• **Task directions**
Please return all lines from the records below that include the string "pedestrian".

• **Input**
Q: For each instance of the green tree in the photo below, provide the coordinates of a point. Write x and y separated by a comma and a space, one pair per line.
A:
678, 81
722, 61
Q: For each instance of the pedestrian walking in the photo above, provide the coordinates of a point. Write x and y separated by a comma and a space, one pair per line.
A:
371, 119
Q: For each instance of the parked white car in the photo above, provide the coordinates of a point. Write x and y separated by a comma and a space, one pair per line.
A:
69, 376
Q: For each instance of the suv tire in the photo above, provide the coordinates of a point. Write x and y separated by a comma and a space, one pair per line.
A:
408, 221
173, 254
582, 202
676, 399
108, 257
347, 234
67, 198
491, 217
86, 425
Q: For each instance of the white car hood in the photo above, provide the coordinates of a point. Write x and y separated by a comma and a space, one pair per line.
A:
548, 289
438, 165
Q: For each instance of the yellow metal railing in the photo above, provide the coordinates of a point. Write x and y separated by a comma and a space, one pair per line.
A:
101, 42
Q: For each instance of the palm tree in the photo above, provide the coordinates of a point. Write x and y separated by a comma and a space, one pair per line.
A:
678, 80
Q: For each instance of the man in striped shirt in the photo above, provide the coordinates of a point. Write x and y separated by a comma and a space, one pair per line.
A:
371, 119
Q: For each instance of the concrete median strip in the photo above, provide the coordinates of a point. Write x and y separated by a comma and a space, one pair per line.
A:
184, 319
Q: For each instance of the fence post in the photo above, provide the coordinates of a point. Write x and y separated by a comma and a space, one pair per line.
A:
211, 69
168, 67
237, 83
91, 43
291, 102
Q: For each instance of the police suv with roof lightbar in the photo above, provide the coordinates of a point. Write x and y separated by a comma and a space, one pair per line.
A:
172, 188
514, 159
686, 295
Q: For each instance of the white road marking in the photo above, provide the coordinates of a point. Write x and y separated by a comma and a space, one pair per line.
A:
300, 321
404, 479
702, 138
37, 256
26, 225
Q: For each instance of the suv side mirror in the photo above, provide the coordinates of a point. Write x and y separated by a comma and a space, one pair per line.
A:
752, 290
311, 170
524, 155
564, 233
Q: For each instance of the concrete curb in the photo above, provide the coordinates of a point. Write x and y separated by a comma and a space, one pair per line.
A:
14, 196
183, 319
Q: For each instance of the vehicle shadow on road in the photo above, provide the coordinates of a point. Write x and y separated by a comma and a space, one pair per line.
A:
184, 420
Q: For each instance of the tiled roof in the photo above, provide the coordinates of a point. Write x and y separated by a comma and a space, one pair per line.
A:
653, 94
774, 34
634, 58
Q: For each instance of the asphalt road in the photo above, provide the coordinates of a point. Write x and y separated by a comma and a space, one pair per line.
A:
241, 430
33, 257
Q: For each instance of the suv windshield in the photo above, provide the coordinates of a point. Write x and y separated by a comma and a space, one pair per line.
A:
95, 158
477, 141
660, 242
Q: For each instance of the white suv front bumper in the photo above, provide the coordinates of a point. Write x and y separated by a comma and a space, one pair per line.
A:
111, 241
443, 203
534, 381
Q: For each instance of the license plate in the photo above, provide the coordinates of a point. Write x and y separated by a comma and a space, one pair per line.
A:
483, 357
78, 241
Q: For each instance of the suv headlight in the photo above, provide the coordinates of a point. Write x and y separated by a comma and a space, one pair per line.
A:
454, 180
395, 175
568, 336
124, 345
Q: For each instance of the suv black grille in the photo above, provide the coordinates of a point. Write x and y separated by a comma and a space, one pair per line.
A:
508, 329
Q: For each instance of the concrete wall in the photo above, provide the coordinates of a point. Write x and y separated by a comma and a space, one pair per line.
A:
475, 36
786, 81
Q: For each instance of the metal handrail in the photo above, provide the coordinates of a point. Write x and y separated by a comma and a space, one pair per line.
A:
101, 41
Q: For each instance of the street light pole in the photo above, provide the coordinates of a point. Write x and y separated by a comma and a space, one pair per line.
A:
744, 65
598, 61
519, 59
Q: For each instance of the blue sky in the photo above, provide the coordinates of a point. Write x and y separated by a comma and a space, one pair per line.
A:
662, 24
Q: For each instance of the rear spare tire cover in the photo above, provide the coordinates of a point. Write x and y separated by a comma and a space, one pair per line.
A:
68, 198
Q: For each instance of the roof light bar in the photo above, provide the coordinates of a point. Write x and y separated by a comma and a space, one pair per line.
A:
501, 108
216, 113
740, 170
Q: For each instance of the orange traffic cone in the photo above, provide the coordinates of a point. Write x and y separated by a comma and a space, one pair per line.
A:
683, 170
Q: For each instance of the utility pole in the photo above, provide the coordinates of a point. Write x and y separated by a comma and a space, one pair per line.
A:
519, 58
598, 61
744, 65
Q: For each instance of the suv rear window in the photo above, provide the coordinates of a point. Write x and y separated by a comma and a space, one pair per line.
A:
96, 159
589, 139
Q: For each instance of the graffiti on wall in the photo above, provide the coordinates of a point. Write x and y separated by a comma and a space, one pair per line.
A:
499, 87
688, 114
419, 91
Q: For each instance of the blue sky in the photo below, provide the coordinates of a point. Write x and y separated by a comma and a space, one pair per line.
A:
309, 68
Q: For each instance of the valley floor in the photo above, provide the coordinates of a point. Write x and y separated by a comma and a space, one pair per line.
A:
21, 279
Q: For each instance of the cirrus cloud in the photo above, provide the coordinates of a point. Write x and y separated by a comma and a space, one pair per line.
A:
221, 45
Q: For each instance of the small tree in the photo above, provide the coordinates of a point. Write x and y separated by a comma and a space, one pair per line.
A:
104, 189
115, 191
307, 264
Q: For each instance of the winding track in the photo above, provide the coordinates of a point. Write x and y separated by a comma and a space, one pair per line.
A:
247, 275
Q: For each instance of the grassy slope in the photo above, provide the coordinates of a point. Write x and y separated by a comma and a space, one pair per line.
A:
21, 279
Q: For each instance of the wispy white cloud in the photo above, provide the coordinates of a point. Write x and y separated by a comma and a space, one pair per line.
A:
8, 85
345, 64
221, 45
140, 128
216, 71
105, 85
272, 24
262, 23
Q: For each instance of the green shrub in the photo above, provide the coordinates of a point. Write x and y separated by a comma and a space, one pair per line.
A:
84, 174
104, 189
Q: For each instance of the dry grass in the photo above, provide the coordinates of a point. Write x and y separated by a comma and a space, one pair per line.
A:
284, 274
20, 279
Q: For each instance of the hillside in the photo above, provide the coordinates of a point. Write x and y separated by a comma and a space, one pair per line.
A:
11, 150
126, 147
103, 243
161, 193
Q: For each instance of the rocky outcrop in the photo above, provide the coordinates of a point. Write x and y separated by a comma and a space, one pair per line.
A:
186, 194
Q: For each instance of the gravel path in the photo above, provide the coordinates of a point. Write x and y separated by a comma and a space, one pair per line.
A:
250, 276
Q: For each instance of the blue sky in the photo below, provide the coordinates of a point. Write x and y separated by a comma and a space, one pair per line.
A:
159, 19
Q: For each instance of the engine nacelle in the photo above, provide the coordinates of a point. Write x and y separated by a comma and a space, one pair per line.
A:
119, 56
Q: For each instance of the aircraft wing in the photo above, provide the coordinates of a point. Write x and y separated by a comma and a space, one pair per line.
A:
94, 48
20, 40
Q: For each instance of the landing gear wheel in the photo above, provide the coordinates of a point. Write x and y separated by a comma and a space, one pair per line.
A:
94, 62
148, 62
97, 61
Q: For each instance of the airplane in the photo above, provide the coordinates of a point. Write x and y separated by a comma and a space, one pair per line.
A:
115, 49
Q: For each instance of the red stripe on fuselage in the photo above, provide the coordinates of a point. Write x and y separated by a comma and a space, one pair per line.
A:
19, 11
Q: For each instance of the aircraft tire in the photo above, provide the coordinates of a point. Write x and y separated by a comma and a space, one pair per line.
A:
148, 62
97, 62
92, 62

--

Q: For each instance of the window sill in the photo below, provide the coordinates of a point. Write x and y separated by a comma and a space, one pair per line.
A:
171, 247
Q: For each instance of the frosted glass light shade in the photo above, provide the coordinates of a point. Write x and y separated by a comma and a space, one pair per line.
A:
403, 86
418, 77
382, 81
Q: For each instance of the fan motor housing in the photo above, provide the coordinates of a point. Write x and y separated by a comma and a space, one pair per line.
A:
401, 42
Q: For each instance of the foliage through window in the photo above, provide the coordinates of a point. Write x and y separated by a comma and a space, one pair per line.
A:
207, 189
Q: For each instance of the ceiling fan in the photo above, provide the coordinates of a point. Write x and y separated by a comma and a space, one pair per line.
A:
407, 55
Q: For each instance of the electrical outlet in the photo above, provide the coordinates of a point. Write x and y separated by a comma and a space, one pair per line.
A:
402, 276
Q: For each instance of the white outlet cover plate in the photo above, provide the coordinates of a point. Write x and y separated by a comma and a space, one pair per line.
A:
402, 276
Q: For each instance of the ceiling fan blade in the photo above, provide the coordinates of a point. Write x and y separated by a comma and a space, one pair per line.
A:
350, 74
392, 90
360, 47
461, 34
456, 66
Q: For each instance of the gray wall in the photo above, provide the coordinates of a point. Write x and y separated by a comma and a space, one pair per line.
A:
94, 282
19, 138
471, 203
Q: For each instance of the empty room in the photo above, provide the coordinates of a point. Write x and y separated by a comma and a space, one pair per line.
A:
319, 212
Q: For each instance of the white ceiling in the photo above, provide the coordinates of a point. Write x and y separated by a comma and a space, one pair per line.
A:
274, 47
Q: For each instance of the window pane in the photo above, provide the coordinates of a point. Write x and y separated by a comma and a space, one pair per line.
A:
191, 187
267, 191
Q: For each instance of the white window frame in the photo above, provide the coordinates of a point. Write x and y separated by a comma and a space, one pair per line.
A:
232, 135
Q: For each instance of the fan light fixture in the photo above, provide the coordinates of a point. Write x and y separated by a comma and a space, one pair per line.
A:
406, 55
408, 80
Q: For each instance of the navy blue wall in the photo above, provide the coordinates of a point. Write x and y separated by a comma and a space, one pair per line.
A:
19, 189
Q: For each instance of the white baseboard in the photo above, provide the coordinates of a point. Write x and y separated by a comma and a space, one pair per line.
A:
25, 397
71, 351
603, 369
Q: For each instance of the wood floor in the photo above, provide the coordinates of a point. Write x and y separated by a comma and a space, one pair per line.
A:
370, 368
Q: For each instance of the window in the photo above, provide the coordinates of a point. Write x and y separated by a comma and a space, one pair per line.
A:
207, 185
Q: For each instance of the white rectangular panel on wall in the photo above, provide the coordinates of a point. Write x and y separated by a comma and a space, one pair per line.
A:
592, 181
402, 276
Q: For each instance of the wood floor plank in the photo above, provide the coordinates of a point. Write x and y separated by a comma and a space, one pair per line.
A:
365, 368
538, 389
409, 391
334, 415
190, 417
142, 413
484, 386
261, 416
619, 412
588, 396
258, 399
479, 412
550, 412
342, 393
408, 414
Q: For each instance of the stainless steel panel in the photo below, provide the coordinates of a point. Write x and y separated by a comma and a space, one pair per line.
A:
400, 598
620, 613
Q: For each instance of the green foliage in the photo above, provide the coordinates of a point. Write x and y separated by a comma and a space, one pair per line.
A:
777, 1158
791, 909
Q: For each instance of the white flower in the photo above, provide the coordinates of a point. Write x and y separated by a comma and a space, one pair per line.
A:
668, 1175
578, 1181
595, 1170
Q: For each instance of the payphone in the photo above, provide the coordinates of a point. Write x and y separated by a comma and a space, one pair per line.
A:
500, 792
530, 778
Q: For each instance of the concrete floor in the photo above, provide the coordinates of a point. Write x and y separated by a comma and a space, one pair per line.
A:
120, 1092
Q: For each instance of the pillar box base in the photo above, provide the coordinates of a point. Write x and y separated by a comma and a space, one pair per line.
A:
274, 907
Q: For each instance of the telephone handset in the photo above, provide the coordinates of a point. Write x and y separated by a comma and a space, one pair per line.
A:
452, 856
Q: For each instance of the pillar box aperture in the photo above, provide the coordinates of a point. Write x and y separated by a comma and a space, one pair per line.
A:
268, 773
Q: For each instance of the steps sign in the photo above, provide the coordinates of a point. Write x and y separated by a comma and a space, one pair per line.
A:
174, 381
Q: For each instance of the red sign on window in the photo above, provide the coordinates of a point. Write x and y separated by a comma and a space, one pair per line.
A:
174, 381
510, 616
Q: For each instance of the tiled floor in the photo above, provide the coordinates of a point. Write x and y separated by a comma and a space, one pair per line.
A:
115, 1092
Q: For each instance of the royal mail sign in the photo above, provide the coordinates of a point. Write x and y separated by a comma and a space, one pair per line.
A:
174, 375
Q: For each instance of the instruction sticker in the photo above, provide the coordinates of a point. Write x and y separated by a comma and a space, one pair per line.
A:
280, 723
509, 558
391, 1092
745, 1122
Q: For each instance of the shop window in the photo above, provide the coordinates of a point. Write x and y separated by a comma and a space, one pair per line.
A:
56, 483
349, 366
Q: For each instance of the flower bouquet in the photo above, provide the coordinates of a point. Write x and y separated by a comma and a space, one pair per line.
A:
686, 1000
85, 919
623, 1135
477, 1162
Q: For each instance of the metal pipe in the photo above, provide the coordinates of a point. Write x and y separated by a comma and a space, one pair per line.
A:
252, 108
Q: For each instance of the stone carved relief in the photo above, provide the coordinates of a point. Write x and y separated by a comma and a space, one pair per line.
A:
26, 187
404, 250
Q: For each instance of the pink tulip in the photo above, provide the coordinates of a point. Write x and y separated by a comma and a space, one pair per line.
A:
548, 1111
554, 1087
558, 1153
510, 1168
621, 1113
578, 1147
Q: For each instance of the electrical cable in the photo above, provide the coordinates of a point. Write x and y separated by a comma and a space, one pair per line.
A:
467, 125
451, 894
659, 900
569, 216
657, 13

---

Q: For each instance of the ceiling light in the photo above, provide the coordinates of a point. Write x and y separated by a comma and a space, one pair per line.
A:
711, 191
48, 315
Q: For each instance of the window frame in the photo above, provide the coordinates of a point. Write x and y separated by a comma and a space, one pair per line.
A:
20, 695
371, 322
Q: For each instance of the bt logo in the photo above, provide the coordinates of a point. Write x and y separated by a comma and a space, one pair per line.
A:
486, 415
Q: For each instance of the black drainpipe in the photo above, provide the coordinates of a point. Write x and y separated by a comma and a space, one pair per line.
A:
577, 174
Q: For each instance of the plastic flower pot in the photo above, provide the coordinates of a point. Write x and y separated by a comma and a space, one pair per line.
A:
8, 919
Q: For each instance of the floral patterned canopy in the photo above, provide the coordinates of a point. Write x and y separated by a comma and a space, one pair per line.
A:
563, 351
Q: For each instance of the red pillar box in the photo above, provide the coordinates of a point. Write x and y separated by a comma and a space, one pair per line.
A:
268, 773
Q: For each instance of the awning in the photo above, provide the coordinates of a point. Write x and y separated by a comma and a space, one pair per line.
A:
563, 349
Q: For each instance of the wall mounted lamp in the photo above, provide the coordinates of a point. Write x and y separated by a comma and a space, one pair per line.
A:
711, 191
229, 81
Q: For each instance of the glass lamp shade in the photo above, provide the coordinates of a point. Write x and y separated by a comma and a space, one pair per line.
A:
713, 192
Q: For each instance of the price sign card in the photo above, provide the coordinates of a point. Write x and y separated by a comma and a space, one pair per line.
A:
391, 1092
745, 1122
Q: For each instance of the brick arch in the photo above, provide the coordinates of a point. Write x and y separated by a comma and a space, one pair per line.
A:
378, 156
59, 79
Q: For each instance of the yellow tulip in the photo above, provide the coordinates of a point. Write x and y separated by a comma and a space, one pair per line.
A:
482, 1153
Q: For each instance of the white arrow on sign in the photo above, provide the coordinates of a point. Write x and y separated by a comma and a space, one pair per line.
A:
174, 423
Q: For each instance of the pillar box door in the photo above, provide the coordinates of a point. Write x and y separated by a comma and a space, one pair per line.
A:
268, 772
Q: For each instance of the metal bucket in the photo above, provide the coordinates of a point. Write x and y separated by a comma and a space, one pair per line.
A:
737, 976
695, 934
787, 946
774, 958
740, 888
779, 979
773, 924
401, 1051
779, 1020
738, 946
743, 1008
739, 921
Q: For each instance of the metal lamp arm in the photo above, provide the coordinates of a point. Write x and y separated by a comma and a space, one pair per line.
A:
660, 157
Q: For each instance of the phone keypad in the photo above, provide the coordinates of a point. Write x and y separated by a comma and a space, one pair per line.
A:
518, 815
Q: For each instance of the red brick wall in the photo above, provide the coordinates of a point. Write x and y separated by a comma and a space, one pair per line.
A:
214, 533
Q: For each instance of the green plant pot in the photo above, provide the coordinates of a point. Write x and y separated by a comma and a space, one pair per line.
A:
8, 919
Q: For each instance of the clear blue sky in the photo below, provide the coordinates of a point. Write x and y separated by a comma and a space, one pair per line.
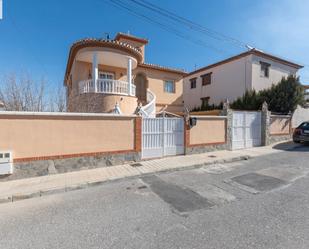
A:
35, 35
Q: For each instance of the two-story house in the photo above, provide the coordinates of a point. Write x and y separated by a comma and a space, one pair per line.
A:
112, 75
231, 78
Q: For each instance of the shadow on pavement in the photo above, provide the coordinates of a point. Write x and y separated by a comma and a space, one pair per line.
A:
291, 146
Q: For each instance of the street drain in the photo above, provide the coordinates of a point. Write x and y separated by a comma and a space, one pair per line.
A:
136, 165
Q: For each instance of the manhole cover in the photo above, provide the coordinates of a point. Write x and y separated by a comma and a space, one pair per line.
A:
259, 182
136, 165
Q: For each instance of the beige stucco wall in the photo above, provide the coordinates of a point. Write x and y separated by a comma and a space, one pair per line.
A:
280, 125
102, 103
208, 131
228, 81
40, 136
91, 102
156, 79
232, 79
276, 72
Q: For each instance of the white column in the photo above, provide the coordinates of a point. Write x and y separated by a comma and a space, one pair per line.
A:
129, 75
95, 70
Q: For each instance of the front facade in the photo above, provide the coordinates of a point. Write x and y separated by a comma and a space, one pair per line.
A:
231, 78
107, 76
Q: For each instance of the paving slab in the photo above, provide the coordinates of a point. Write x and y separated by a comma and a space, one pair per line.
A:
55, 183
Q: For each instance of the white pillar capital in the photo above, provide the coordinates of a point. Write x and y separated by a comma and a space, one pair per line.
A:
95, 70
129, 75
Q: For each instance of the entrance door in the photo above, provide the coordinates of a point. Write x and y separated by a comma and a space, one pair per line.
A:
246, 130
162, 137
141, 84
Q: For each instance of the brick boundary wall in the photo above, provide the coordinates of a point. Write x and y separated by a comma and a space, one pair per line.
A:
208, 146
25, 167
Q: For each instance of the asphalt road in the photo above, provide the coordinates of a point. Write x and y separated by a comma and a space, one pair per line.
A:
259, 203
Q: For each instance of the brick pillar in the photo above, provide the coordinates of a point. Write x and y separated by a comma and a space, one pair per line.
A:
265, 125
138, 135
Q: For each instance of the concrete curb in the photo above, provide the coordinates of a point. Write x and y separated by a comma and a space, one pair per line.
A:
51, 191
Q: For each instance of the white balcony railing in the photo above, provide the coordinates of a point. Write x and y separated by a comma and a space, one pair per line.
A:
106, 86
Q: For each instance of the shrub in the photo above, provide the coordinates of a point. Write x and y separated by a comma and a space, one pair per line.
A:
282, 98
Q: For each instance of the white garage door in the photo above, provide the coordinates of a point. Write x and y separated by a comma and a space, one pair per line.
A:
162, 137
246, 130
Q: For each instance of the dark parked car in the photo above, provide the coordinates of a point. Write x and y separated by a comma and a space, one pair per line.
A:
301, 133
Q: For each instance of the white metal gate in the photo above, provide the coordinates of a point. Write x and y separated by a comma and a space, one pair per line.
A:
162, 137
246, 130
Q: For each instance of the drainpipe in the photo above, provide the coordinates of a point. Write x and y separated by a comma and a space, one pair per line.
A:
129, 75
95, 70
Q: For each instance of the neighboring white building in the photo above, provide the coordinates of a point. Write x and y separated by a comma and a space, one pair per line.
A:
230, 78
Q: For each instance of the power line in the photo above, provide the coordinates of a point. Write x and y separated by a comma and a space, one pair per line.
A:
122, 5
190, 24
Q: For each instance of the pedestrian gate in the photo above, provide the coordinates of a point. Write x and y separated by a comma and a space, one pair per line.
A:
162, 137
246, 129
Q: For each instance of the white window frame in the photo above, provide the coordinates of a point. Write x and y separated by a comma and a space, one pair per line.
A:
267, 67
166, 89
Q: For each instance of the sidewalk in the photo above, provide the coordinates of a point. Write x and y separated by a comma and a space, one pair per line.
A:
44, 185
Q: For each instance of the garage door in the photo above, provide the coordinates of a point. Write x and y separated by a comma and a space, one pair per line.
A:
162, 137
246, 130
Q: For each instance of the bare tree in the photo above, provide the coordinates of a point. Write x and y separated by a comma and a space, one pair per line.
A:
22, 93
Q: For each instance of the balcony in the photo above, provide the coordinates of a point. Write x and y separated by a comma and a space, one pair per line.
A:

• **Answer to this task**
Q: For each instance of the pedestrian walking in the photo above, provide the coordinates of a point. Write x and y separated by a comma and a space, one pair per line.
Q: For each instance of the pedestrian gate in the photo above, provide the coordinates of a point. Write x and y separated by a comma and a space, one pair per line.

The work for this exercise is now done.